Given data:

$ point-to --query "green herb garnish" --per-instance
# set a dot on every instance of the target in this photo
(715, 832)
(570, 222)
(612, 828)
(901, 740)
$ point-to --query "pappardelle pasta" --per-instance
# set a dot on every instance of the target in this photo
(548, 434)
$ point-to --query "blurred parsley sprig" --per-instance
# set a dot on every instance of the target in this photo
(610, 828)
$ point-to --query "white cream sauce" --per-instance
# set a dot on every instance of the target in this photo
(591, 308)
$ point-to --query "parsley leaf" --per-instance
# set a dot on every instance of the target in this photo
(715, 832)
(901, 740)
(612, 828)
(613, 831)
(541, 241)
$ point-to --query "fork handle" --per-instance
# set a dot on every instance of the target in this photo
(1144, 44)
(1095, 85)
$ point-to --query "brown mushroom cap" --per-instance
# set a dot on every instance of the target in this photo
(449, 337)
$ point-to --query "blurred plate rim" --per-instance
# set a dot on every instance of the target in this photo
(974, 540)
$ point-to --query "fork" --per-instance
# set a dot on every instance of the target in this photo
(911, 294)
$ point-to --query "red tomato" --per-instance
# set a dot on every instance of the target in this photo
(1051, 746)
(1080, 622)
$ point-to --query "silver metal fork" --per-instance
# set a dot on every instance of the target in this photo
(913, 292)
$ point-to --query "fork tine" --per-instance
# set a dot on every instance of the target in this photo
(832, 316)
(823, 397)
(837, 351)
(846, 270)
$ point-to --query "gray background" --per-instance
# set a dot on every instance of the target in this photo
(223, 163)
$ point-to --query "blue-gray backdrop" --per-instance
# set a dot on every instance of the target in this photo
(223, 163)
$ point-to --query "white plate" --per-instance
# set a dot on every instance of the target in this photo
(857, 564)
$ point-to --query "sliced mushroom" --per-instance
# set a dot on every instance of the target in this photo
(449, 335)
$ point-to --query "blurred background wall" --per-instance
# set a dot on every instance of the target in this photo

Your task: Retype the listing. Match it exactly.

Answer to the exercise:
$ point-to --query "green herb garnish" --per-instance
# set a dot on every instance of the target in this photo
(715, 832)
(570, 222)
(612, 828)
(901, 740)
$ point-to --query "pappardelle pasta" --per-instance
# set a dot on every instance of the target in this photo
(548, 434)
$ point-to --query "blurred parsley sprig" --per-instance
# set a dot on every instance of the target in this photo
(610, 828)
$ point-to --query "white cream sauce" --per-instance
# set a dot on every instance of the target in this photo
(591, 308)
$ point-to --query "parsley leaf" --per-instance
# set a dot on every instance of the target in this photo
(715, 832)
(901, 740)
(612, 828)
(613, 831)
(541, 241)
$ point-to --query "fork handle" --per-instance
# set a dot on every instance of the target in this photo
(1144, 44)
(1095, 85)
$ point-to --query "brown mushroom cap" --per-instance
# set a dot on every instance of the target in this photo
(449, 337)
$ point-to --query "blurred plate rim" --per-instance
# set a dot on every instance of the target in this photo
(974, 540)
$ point-to --query "fork" --per-instance
# set a dot on every instance of the target in this photo
(911, 294)
$ point-to --query "red tomato" --per-instance
# set a dot on every instance of the target in this photo
(1051, 746)
(1080, 622)
$ point-to --query "silver metal fork" --per-instance
# set a dot on every instance of the target in this photo
(913, 292)
$ point-to --query "fork tine" --per-instance
# set a dot on every instance of the target in this photo
(832, 316)
(823, 397)
(837, 351)
(846, 270)
$ point-to --query "gray background" --per-instance
# set a dot on every instance of the target in this photo
(223, 163)
$ point-to --query "blue-gray backdrop" --per-instance
# set a dot on every instance of the target in this photo
(223, 163)
$ point-to --query "white plate" --per-instance
# set a dot on every instance of the target in this photo
(857, 564)
$ point-to --query "sliced mushroom" --per-instance
# set a dot on every instance of the target in this photo
(449, 335)
$ point-to --query "blurred background wall" --per-instance
# set a dot on every instance of the target in this photo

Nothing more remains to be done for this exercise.